Quote the entries that follow exactly, leaving none out.

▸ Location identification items
===============

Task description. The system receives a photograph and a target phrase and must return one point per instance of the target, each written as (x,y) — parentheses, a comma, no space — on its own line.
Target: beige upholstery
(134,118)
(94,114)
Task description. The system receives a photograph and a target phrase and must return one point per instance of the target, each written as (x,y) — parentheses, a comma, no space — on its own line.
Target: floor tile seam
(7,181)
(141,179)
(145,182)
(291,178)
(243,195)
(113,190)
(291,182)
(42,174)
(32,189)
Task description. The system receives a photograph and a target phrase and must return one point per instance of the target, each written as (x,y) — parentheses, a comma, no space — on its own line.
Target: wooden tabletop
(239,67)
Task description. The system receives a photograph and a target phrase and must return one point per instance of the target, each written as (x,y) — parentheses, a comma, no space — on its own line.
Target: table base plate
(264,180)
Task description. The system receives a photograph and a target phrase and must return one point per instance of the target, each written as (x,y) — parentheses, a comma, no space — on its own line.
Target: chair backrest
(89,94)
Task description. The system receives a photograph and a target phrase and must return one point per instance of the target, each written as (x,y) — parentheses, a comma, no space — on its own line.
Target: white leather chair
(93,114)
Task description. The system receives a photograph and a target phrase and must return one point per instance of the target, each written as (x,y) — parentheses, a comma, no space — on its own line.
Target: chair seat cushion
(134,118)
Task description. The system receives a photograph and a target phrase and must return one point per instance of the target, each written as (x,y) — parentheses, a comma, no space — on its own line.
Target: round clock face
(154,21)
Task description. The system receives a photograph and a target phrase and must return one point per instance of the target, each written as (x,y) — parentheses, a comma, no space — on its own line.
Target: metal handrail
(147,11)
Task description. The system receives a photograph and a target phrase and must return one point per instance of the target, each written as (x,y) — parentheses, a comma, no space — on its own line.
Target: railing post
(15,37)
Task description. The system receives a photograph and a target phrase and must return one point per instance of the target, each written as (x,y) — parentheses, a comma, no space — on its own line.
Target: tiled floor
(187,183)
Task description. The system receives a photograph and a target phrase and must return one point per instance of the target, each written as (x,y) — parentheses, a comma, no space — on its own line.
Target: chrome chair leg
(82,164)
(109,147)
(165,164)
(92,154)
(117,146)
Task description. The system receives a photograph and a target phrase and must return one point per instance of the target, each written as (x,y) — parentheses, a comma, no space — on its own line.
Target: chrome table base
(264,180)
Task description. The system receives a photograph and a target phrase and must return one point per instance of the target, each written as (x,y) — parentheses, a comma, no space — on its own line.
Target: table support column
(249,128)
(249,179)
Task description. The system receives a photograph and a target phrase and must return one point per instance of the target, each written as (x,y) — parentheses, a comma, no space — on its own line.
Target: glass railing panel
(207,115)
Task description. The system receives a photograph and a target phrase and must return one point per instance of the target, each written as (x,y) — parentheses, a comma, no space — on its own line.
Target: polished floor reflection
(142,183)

===============

▸ Complete response
Task description. The system receives a photograph and a target phrase and must return one point per instance of the target, each written as (x,y) — parentheses, a comma, no space — on its own line.
Target: beige upholstery
(134,118)
(94,114)
Task description. The system receives a photograph and a target phrase and must return one point per instance of the target, each written as (x,y) — parentheses, a comma, no space — on its own line.
Target: floor tile seam
(7,181)
(141,179)
(145,182)
(291,178)
(243,195)
(113,190)
(291,182)
(42,174)
(32,189)
Task description. The system receives a photograph and a target phrase and must return one point per instance of the target, each written as (x,y) — parentheses, a comma, no space — on its own line.
Target: wooden tabletop
(239,67)
Task description. The system receives a photograph and a target phrase and must return one point per instance of the target, each written as (x,y) — parentheses, a comma, no space — on its own line.
Target: table base plate
(264,180)
Task description. The system receives a photograph and a target phrase and must return one point per instance of the target, each written as (x,y) — parentheses, a comma, no space — on its own line.
Target: chair backrest
(89,94)
Task description. The system receives a photograph and a target phrase and must return one point per instance of the target, each written as (x,y) — parentheses, a comma, no space — on its own line.
Target: white leather chair
(93,114)
Task description. The system receives a photograph and a target phrase and must return one point per instance of the target, each written as (x,y) — parentheses, a comma, no space — on its own line.
Target: chair seat cushion
(134,118)
Task description. The system receives a photograph and a target phrase and must return one point per instance of the target, each written as (x,y) — parentheses, a comma, no space — on its own line.
Target: round clock face
(154,21)
Task description. The system receives a photograph and a target phrase and must return one point per instance of the target, each written as (x,y) — parentheses, a comma, no space — on its own line.
Target: metal handrail
(147,11)
Task description. The system receives a photograph and a target phrase and must return one point per instance of the target, each written as (x,y) — parentheses, a comma, no space — on its own line.
Target: railing post
(15,37)
Task description. The system receives a photograph and a target phrase and must return one point per instance of the target, each written as (x,y) — parentheses, a comma, no space — on its own line.
Target: tiled floor
(187,183)
Task description. The system receives a photograph and a target phrase and must return one point per instance of the target, each written as (x,y) — parentheses, a comma, no space — on its own line.
Target: chrome chair leg
(82,164)
(109,147)
(165,164)
(92,154)
(117,146)
Task description. The system receives a photograph and a target phrase and must return one point per instance of the target, each written as (x,y) — parentheses, a comma, no space — on its own line.
Target: chrome table base
(264,180)
Task description. The system receives a photograph and a target phrase and must return one point per instance of the target, each written as (x,y) — parentheses, a comma, no space — on its own line.
Target: table support column
(249,128)
(249,179)
Task description. The system receives a photograph and a target phrase and must return one point per instance of the target, each written as (x,y) — parentheses, a comma, no space — on its own line.
Target: glass railing panel
(207,115)
Task description. The system receives a photograph and a target phrase and must return one point per instance of the target, each written as (x,y) — parentheses, a comma, no space — on its own line.
Target: polished floor reflection
(142,183)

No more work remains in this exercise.